• [Problem details]: When a line in the entries contains the word "segment", copy that line in full.

Stored data:

------------------------

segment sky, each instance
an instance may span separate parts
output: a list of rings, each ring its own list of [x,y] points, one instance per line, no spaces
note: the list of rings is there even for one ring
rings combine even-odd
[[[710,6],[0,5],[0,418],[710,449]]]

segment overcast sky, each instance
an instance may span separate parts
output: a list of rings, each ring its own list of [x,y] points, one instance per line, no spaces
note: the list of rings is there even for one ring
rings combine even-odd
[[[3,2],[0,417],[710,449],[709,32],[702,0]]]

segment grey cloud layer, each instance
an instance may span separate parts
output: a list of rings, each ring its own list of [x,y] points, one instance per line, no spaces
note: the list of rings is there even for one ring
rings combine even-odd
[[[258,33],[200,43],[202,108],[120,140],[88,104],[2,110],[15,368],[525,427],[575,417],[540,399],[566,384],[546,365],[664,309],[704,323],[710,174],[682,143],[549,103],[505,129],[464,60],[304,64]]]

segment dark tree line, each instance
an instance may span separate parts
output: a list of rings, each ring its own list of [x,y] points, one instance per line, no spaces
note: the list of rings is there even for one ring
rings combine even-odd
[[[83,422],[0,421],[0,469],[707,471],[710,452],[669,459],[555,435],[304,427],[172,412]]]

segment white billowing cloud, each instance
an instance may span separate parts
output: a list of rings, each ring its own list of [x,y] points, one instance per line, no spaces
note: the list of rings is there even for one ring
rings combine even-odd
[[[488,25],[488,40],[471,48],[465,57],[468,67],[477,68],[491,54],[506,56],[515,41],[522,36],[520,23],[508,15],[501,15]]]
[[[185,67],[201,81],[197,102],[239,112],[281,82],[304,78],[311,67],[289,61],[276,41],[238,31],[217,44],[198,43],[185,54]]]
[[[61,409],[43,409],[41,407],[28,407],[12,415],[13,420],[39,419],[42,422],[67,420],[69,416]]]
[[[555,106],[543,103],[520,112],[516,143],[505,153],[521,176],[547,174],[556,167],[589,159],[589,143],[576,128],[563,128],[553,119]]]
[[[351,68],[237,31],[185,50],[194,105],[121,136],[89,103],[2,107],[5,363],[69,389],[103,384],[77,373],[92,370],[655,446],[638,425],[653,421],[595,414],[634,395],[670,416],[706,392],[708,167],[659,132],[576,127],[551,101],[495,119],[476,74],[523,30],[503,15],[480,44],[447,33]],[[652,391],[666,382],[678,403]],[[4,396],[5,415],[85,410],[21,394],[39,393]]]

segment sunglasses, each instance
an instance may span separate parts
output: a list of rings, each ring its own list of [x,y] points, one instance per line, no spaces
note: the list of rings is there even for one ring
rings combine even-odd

------------------------

• [Solution to this task]:
segment sky, each instance
segment overcast sky, each instance
segment grey cloud layer, each instance
segment dark tree line, each instance
segment white billowing cloud, each instance
segment sunglasses, each instance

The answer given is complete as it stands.